O filósofo alemão Walter Benjamin, em “A pequena história da fotografia”, define a aura como: “[…] a aparição única de uma coisa distante, por mais perto que ela esteja”. Em razão disso, a fotografia tem a peculiaridade de substituir a presença de algo que já esteve ali de fato. É a substituição metonímica, em um suporte de
papel ou digital, de alguma evidência, de um acontecimento. Ao mesmo tempo em que atesta a ausência do referente, se coloca como representação do mesmo, e essa distância potencializa o registro fotográfico a uma capacidade de combinação visual, sobretudo da lembrança. Philipe Dubois afirma que “[…] uma foto é sempre uma imagem mental, ou, em outras palavras, nossa memória só é feita de fotografias”.

**Dados fornecidos**
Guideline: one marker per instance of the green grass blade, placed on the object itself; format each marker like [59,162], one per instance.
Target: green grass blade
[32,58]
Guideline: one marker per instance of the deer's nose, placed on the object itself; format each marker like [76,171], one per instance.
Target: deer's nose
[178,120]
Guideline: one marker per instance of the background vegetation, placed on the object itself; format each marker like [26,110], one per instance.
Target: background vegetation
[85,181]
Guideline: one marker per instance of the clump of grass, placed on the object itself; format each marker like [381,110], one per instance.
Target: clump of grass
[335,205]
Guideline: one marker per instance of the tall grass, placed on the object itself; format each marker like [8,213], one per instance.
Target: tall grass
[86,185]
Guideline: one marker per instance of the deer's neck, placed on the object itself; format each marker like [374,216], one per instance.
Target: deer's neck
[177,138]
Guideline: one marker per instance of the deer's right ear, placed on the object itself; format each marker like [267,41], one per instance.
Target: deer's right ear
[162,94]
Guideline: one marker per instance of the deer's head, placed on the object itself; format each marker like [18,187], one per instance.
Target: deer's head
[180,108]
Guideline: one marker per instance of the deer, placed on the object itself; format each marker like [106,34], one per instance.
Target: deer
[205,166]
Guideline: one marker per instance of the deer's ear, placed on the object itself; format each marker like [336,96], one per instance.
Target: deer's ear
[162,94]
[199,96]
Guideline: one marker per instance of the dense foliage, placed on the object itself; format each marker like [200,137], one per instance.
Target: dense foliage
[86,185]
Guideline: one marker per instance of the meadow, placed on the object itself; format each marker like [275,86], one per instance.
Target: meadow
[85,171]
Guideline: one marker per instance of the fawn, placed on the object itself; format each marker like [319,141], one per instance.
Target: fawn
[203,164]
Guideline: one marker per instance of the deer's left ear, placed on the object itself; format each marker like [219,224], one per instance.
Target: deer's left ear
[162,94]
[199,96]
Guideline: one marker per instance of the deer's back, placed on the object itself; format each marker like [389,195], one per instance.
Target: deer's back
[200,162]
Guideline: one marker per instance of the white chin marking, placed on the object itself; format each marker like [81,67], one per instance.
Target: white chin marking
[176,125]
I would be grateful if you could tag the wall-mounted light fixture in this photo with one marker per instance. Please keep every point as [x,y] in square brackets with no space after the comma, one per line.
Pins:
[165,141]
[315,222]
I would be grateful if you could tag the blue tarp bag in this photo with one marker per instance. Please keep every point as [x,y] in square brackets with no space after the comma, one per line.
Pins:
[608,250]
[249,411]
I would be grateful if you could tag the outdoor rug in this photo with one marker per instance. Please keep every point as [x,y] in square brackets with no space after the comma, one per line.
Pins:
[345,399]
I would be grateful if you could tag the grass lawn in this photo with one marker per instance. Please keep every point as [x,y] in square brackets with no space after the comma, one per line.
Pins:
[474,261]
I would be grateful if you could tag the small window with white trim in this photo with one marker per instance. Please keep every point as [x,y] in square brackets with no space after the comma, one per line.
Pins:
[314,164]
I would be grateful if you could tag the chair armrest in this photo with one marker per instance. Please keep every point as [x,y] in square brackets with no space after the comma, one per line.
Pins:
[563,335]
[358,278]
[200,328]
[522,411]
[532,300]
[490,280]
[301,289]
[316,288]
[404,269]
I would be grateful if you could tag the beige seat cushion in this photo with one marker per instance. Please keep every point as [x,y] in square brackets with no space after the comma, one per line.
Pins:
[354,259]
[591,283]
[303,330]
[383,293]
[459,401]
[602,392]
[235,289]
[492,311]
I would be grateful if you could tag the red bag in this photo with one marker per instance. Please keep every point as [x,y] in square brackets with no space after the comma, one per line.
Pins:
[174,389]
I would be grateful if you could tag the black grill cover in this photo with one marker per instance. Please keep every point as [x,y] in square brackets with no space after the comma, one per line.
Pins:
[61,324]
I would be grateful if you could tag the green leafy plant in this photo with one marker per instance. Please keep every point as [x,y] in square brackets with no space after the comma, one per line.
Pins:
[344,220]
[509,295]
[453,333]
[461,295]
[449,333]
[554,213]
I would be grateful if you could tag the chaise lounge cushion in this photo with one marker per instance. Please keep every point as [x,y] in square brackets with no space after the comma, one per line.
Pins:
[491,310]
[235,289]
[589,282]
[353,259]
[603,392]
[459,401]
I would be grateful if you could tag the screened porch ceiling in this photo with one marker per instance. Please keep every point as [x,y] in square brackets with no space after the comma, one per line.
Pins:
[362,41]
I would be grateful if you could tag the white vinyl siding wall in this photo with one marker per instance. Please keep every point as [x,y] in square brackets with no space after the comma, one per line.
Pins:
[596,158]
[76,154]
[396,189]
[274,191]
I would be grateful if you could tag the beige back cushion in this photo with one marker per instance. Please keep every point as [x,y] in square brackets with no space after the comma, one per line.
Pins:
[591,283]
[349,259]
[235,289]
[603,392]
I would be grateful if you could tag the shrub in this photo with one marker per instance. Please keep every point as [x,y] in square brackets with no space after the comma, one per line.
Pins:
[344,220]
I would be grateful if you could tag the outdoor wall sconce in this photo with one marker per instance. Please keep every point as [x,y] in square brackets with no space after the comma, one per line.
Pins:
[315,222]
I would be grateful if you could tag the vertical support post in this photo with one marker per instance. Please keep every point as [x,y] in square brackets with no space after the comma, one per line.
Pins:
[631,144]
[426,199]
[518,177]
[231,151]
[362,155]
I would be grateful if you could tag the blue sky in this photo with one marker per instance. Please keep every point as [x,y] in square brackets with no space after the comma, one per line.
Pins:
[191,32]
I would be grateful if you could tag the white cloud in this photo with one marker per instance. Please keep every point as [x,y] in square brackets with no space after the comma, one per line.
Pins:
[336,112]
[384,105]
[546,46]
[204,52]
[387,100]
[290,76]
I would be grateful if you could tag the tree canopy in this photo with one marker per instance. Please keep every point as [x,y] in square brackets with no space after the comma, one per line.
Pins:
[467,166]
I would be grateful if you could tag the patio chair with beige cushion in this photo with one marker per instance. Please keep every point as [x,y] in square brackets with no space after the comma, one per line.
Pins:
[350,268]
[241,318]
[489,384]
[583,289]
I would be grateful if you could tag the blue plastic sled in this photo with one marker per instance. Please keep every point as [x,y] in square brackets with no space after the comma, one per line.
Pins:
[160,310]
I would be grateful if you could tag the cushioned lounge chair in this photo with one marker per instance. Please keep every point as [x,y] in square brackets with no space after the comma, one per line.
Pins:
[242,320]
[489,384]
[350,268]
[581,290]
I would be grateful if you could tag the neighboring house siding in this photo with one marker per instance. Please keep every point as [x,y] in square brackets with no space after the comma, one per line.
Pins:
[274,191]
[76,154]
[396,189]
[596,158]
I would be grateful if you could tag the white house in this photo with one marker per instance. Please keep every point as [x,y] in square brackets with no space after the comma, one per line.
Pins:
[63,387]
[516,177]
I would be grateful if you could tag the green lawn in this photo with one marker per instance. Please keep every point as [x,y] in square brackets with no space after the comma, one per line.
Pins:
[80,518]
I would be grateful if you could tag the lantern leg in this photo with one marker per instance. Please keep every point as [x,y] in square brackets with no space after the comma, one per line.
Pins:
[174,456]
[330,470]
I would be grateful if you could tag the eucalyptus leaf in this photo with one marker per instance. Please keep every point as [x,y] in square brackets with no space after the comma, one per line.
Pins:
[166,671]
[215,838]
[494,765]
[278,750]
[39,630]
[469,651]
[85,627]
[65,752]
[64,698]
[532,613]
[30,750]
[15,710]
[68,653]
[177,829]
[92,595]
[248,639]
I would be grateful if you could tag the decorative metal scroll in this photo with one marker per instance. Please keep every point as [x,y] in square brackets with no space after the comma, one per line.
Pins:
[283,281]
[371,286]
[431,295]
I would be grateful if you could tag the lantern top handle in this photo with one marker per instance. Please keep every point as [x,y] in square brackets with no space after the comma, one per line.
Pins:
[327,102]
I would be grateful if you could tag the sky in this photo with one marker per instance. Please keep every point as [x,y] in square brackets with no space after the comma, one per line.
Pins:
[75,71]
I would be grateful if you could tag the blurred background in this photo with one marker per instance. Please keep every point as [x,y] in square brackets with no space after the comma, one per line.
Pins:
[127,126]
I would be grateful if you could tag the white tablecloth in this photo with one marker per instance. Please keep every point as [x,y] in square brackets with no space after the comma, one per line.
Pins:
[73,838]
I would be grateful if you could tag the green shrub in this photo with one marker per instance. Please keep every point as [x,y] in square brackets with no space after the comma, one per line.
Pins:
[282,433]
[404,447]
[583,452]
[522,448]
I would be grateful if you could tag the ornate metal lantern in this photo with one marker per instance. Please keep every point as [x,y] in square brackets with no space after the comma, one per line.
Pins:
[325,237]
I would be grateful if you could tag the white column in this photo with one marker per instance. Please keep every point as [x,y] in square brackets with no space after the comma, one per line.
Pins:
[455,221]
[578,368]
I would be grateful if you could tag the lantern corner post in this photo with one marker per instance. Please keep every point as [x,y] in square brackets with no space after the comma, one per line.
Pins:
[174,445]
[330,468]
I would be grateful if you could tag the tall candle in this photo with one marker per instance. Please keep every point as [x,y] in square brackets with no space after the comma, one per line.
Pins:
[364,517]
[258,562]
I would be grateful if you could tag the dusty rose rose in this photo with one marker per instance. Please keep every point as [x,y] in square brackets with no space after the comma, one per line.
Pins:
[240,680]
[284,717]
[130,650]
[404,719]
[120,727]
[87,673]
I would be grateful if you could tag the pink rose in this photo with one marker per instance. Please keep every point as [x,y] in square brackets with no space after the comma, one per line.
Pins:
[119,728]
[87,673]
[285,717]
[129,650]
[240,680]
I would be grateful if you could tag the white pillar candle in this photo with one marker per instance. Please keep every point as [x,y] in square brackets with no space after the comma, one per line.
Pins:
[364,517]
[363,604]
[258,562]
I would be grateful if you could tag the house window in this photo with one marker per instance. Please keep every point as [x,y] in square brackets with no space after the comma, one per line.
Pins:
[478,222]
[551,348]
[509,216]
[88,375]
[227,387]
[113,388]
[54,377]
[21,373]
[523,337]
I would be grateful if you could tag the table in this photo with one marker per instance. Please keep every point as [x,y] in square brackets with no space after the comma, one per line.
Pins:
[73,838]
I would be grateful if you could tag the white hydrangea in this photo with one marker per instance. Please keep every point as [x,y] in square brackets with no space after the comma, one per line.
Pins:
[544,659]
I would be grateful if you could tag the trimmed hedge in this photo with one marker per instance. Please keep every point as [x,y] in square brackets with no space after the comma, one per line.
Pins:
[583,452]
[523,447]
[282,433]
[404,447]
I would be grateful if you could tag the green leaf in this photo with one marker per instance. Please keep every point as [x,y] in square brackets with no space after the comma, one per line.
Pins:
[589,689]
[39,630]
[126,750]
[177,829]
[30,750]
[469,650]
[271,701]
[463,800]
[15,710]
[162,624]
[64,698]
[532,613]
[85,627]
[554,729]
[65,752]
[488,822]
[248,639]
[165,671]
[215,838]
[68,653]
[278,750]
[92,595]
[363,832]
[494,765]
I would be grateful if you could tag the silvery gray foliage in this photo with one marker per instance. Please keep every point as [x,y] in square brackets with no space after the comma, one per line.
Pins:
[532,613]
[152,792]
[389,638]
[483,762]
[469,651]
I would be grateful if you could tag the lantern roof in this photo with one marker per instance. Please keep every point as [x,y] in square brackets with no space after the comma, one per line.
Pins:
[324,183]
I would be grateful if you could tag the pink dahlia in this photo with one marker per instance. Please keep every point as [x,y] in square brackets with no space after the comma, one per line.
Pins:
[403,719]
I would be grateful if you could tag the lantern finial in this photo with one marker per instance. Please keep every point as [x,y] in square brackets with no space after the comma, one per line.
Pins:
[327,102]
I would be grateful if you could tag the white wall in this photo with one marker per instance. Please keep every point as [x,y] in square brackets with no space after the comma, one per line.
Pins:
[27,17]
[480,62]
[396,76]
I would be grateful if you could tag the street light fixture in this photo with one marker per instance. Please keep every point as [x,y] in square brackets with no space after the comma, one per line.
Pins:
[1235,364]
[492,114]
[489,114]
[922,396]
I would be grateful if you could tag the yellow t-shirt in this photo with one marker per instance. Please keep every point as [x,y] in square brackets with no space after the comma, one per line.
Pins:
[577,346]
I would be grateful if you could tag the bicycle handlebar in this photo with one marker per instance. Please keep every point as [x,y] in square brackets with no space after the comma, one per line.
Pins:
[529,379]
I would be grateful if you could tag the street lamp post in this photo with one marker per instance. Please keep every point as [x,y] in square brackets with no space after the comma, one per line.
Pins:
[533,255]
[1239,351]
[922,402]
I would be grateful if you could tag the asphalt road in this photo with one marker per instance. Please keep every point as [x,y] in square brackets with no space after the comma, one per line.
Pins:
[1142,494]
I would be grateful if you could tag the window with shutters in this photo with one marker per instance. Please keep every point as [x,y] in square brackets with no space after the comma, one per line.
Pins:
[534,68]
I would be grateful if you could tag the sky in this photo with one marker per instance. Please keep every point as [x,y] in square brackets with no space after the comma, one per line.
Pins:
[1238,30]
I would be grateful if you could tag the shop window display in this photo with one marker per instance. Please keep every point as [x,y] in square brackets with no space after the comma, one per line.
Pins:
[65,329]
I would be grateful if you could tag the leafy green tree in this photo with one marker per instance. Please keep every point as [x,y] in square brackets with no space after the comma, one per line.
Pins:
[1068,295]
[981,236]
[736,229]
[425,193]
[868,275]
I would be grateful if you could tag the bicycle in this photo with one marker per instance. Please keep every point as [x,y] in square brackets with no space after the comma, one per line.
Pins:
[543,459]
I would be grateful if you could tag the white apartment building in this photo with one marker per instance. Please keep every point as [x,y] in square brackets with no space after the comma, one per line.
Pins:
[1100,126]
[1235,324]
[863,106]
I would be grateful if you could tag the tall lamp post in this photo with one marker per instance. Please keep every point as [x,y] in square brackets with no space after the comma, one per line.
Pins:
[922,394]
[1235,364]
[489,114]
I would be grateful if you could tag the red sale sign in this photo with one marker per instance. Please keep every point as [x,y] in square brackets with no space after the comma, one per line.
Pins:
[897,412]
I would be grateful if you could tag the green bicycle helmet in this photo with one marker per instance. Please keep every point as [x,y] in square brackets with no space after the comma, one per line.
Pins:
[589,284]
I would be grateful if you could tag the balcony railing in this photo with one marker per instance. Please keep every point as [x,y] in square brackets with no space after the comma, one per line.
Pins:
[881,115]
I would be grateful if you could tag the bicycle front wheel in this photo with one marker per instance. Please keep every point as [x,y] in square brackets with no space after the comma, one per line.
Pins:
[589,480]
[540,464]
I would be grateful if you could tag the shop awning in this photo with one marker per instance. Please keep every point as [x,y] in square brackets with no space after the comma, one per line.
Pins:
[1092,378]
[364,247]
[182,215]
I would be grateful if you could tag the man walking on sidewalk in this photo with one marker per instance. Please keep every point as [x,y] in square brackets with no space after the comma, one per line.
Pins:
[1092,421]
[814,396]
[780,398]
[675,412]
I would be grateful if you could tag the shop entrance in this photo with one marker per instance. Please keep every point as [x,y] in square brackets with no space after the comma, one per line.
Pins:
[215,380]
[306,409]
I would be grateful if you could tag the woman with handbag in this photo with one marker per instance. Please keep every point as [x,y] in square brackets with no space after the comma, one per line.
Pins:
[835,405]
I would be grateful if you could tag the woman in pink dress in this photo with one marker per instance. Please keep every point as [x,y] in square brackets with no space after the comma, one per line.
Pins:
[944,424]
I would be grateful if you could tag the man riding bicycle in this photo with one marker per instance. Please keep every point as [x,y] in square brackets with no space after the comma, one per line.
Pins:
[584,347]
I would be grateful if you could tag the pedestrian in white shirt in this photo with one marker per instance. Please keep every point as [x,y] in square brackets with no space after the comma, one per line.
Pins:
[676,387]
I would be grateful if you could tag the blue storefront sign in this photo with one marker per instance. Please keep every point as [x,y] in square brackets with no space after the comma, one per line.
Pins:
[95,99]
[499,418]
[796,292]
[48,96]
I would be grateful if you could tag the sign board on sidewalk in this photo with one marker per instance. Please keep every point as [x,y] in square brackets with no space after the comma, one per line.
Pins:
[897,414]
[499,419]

**Questão breve**
Indique se cada afirmação a seguir concorda com o trecho sobre fotografia. Responda sim ou não e cite literalmente as palavras decisivas do trecho.
1. Segundo a definição atribuída a Walter Benjamin, a aura é a aparição única de uma coisa próxima.
2. O trecho afirma que a fotografia atesta a presença do referente.
3. Philipe Dubois afirma que a memória só é feita de fotografias.

**Solução da questão**
1. Não: “a aparição única de uma coisa distante, por mais perto que ela esteja”.
2. Não: “Ao mesmo tempo em que atesta a ausência do referente”.
3. Sim: “nossa memória só é feita de fotografias”.